Reproduce the stretch of the records from their very beginning through the line containing "<point>313,512</point>", including that line, with every character unchanged.

ENTRIES
------------

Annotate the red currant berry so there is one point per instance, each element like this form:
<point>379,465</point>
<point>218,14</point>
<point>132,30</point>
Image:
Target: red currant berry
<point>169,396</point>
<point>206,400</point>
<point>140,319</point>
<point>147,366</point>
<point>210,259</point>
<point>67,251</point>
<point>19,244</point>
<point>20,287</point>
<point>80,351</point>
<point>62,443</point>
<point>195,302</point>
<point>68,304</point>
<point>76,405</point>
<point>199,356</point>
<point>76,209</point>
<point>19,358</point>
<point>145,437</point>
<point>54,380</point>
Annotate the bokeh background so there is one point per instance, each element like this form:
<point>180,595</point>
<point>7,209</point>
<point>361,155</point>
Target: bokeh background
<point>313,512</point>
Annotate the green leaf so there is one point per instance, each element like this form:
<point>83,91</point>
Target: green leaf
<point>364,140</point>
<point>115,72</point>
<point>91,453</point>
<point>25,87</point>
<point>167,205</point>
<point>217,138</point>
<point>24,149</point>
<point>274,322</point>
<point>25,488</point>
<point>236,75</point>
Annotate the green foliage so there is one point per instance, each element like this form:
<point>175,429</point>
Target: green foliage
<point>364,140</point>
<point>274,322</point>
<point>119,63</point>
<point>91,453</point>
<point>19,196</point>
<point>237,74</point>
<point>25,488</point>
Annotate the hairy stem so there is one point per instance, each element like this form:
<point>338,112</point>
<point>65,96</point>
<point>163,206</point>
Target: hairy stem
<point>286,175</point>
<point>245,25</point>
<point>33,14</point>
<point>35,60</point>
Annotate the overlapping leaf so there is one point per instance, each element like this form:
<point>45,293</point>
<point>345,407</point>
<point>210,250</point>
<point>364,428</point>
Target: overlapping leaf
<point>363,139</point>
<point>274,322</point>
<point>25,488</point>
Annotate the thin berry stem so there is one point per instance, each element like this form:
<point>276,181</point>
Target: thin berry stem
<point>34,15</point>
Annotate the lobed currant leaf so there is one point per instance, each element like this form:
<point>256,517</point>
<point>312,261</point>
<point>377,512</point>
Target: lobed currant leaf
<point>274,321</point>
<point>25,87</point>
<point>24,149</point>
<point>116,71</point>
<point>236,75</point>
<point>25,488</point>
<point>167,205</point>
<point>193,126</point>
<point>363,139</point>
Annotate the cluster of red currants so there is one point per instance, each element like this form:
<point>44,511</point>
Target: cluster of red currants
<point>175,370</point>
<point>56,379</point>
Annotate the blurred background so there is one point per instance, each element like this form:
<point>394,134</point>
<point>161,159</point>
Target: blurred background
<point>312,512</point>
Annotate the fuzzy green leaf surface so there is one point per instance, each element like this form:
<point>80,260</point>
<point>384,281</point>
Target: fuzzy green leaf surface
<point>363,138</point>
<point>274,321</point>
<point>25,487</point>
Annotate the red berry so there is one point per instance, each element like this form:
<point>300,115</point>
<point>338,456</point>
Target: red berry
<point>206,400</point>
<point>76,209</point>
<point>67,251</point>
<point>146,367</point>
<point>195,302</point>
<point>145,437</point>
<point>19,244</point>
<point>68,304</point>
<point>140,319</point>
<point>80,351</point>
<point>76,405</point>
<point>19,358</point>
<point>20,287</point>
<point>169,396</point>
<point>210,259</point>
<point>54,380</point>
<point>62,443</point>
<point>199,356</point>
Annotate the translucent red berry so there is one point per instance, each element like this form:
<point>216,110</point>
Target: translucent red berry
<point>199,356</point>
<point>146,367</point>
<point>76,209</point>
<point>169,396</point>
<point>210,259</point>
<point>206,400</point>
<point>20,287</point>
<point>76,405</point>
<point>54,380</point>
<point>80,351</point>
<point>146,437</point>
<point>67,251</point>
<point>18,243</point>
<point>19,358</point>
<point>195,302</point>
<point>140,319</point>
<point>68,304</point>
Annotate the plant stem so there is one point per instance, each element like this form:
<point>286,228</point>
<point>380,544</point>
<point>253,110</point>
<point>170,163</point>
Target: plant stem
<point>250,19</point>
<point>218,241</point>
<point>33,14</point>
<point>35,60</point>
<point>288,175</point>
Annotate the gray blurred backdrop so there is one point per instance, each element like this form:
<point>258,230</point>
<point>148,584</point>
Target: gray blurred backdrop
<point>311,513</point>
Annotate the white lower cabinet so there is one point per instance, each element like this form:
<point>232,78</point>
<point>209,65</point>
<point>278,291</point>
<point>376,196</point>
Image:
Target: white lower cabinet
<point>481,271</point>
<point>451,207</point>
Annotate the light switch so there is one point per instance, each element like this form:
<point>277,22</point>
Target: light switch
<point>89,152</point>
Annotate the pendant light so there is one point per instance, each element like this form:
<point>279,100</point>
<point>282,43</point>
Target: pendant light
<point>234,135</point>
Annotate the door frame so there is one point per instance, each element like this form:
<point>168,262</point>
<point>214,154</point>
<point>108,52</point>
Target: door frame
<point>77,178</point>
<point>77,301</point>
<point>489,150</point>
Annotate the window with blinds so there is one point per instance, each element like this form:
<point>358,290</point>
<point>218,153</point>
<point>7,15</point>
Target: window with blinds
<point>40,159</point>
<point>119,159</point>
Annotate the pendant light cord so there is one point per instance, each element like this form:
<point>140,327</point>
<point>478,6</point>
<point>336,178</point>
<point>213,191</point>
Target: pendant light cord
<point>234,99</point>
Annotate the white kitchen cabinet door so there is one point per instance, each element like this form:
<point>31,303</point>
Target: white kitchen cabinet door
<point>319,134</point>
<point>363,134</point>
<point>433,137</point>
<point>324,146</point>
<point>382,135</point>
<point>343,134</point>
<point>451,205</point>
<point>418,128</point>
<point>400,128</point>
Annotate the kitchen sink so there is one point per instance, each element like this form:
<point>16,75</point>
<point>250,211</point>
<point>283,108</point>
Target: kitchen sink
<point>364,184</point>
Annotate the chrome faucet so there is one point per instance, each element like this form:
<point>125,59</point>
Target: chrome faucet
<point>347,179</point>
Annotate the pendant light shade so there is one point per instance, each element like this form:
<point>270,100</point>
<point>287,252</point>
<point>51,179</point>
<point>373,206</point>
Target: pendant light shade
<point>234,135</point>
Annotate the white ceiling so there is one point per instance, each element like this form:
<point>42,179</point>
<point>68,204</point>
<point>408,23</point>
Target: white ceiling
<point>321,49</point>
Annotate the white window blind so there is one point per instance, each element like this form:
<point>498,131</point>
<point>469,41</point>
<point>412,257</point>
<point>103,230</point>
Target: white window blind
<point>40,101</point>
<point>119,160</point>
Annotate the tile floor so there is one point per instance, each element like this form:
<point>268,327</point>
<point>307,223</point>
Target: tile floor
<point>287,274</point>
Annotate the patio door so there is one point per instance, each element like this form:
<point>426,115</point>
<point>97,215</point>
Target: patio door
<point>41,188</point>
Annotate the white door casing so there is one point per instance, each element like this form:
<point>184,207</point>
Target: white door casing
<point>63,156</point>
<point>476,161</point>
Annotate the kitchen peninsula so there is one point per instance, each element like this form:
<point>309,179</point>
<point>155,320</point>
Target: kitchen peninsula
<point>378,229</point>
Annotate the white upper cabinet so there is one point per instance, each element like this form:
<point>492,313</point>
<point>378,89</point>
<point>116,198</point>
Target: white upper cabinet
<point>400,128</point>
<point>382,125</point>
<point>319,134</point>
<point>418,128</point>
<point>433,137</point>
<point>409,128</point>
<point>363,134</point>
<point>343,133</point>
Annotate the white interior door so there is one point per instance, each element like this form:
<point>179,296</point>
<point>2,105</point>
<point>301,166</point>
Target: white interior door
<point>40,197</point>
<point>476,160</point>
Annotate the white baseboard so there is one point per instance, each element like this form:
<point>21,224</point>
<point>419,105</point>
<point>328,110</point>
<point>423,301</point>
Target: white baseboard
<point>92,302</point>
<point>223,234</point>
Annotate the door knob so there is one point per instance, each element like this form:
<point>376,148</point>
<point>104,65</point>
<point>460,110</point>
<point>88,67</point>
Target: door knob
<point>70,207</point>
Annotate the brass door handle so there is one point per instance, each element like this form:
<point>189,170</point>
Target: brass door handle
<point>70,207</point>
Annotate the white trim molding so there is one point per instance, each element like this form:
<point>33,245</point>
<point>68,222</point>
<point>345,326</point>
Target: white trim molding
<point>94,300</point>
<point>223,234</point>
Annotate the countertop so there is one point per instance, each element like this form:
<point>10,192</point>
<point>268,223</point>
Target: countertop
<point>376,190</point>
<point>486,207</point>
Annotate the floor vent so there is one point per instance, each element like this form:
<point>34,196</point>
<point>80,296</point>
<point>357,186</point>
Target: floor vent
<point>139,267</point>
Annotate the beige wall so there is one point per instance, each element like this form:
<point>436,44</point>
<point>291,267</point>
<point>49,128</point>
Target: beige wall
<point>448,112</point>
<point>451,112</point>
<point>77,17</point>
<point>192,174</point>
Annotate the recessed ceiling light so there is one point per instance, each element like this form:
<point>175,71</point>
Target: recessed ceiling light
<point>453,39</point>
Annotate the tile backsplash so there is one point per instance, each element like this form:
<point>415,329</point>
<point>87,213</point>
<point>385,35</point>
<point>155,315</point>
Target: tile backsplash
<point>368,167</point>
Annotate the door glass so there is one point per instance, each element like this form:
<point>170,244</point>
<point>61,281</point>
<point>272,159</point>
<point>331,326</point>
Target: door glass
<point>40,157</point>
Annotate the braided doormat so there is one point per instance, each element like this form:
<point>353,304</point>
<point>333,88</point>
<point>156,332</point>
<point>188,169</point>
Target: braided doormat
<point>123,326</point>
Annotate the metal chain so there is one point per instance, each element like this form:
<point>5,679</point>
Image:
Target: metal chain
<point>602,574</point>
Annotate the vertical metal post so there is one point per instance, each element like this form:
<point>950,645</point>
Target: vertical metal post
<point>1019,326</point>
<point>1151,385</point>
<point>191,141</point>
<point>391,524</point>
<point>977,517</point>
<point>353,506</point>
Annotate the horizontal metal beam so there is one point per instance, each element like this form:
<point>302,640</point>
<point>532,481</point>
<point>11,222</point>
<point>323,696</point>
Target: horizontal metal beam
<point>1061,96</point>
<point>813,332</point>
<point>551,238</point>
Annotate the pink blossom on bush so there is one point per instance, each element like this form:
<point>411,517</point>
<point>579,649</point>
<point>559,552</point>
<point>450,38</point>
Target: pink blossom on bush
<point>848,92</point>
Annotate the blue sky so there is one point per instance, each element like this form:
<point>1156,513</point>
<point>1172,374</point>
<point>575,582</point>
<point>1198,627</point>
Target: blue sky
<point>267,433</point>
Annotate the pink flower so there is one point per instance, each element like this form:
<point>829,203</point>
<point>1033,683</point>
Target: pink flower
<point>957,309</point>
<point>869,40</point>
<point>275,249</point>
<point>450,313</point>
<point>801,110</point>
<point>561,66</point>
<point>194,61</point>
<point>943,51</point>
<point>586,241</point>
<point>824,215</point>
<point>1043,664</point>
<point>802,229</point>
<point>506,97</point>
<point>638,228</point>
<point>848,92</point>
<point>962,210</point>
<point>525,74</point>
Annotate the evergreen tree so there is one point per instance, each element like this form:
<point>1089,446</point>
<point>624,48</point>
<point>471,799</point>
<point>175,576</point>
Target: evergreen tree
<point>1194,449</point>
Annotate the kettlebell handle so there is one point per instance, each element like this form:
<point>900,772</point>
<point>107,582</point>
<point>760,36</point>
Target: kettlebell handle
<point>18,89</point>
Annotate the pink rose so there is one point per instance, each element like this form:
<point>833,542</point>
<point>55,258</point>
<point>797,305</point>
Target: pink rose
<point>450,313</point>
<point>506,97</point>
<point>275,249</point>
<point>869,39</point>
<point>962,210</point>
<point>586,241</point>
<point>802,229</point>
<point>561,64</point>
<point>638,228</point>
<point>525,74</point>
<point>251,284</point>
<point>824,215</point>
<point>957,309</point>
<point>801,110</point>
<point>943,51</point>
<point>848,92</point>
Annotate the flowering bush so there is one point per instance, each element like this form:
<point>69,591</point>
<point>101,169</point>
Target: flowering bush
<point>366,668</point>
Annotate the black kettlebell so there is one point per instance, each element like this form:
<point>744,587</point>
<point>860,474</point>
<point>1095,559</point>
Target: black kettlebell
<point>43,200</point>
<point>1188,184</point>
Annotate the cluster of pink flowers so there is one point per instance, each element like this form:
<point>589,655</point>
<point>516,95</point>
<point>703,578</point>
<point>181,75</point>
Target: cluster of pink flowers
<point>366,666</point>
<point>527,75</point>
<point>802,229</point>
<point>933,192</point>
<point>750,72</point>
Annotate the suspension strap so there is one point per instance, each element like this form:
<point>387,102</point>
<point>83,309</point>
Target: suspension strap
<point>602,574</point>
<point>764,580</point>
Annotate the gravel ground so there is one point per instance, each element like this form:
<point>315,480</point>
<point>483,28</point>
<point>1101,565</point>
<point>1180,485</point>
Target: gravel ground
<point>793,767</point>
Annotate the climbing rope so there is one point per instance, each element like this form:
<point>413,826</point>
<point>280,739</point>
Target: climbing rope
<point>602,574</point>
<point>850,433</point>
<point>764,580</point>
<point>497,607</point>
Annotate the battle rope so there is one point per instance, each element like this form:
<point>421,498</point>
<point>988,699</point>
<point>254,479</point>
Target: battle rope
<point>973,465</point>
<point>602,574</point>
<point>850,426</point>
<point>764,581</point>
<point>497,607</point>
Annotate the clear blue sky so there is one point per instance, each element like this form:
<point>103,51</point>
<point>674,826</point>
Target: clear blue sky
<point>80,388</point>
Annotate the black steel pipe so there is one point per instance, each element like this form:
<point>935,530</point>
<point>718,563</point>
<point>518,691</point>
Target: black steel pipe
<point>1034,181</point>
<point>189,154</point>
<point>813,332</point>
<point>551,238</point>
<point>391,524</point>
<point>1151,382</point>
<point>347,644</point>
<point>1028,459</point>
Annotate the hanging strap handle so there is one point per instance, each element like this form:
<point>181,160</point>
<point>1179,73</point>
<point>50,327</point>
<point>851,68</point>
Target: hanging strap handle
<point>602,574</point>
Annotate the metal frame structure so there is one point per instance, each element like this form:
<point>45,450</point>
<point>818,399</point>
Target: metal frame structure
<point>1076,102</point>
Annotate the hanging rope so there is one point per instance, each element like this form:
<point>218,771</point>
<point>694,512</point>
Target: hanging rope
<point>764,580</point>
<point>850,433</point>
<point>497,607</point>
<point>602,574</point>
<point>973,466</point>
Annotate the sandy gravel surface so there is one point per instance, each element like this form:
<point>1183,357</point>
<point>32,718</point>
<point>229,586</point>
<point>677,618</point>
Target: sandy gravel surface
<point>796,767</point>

------------

TASK SOLUTION
Annotate the red currant berry so there is one point per instance, each element like this form:
<point>379,465</point>
<point>218,14</point>
<point>132,30</point>
Image:
Target: red currant berry
<point>169,396</point>
<point>206,400</point>
<point>140,319</point>
<point>147,366</point>
<point>210,259</point>
<point>67,251</point>
<point>19,244</point>
<point>20,287</point>
<point>80,351</point>
<point>62,443</point>
<point>195,302</point>
<point>68,304</point>
<point>76,405</point>
<point>199,356</point>
<point>76,209</point>
<point>19,358</point>
<point>145,437</point>
<point>54,380</point>
Annotate the bokeh background so there is one point per instance, each element like this form:
<point>180,595</point>
<point>7,209</point>
<point>361,155</point>
Target: bokeh background
<point>313,512</point>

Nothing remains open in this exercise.